Derivatives and Gradients Explained

Derivatives and gradients are central to understanding how machine learning models learn and optimize. This section explains how derivatives measure the rate of change of functions and how gradients extend this concept to multiple variables, guiding algorithms like gradient descent to minimize loss and improve model performance.

10 min read3 views

What Is a Derivative?

A derivative measures how a function changes as its input changes. In ML, we use derivatives to understand how the loss function changes as we adjust model parameters.

Intuition: The derivative tells us the "slope" or "rate of change" at any point.

import numpy as np

# Simple function: f(x) = x²
def f(x):
    return x ** 2

# Its derivative: f'(x) = 2x
def f_derivative(x):
    return 2 * x

# Numerical approximation of derivative
def numerical_derivative(func, x, h=1e-7):
    return (func(x + h) - func(x)) / h

# Compare at x = 3
x = 3
analytical = f_derivative(x)
numerical = numerical_derivative(f, x)

print(f"At x = {x}:")
print(f"Analytical derivative: {analytical}")
print(f"Numerical derivative: {numerical:.6f}")

Common Derivative Rules

Understanding these rules helps interpret ML optimizations:

import numpy as np

# Power rule: d/dx(x^n) = n*x^(n-1)
def power_function(x, n):
    return x ** n

def power_derivative(x, n):
    return n * x ** (n - 1)

print("Power Rule: d/dx(x³) at x=2")
print(f"Result: {power_derivative(2, 3)}")  # 3 * 2² = 12

# Chain rule: d/dx(f(g(x))) = f'(g(x)) * g'(x)
# Example: d/dx((x²+1)³)
def composite(x):
    return (x**2 + 1) ** 3

def composite_derivative(x):
    # f(u) = u³, f'(u) = 3u²
    # g(x) = x²+1, g'(x) = 2x
    # Chain: 3(x²+1)² * 2x
    return 3 * (x**2 + 1)**2 * 2 * x

x = 2
print(f"\nChain Rule at x={x}:")
print(f"Analytical: {composite_derivative(x)}")

Partial Derivatives

When a function has multiple variables, we take partial derivatives with respect to each variable separately.

import numpy as np

# Function of two variables: f(x, y) = x² + 3xy + y²
def f(x, y):
    return x**2 + 3*x*y + y**2

# Partial derivatives
# ∂f/∂x = 2x + 3y
# ∂f/∂y = 3x + 2y

def partial_x(x, y):
    return 2*x + 3*y

def partial_y(x, y):
    return 3*x + 2*y

# Numerical verification
def numerical_partial_x(x, y, h=1e-7):
    return (f(x + h, y) - f(x, y)) / h

def numerical_partial_y(x, y, h=1e-7):
    return (f(x, y + h) - f(x, y)) / h

x, y = 2, 3
print(f"At point ({x}, {y}):")

(SUPPLIED MATERIAL)
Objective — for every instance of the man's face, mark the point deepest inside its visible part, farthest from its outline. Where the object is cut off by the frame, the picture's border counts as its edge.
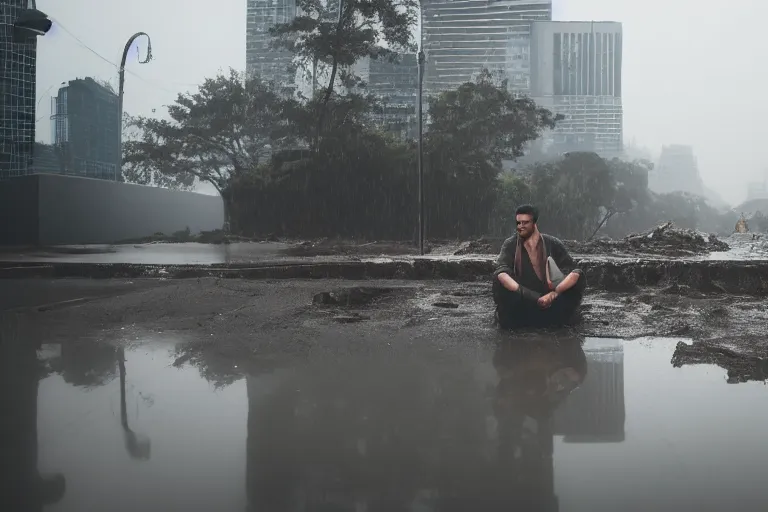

(PROBLEMS TO SOLVE)
(1) Print, word for word, the part of the derivatives passage running from "# Numerical approximation" to "numerical = numerical_derivative(f, x)".
(2) Pick up the derivatives passage where it ends and keep writing it.
These lines come from a separate source.

(OUTPUTS IN ORDER)
(1)
# Numerical approximation of derivative
def numerical_derivative(func, x, h=1e-7):
    return (func(x + h) - func(x)) / h

# Compare at x = 3
x = 3
analytical = f_derivative(x)
numerical = numerical_derivative(f, x)

(2)
print(f"∂f/∂x analytical: {partial_x(x, y)}, numerical: {numerical_partial_x(x, y):.4f}")
print(f"∂f/∂y analytical: {partial_y(x, y)}, numerical: {numerical_partial_y(x, y):.4f}")

The Gradient

The gradient is a vector of all partial derivatives. It points in the direction of steepest increase.

import numpy as np

# Function: f(x, y) = x² + y²
def f(params):
    x, y = params
    return x**2 + y**2

# Gradient: ∇f = [2x, 2y]
def gradient(params):
    x, y = params
    return np.array([2*x, 2*y])

# Example: gradient at point (3, 4)
point = np.array([3.0, 4.0])
grad = gradient(point)

print(f"Point: {point}")
print(f"Function value: {f(point)}")
print(f"Gradient: {grad}")
print(f"Gradient magnitude: {np.linalg.norm(grad):.4f}")

Key Insight: To minimize a function, we move in the opposite direction of the gradient (steepest descent).

Gradients in Machine Learning

In ML, we compute gradients of the loss function with respect to model parameters.

import numpy as np

# Simple linear model: y = wx + b
# Loss function: MSE = (1/n) Σ(y_pred - y_true)²

def mse_loss(w, b, X, y):
    """Calculate Mean Squared Error loss."""
    y_pred = w * X + b
    return np.mean((y_pred - y) ** 2)

def mse_gradients(w, b, X, y):
    """Calculate gradients of MSE w.r.t. w and b."""
    n = len(X)
    y_pred = w * X + b
    error = y_pred - y
    
    # ∂Loss/∂w = (2/n) Σ error * x
    dw = (2 / n) * np.sum(error * X)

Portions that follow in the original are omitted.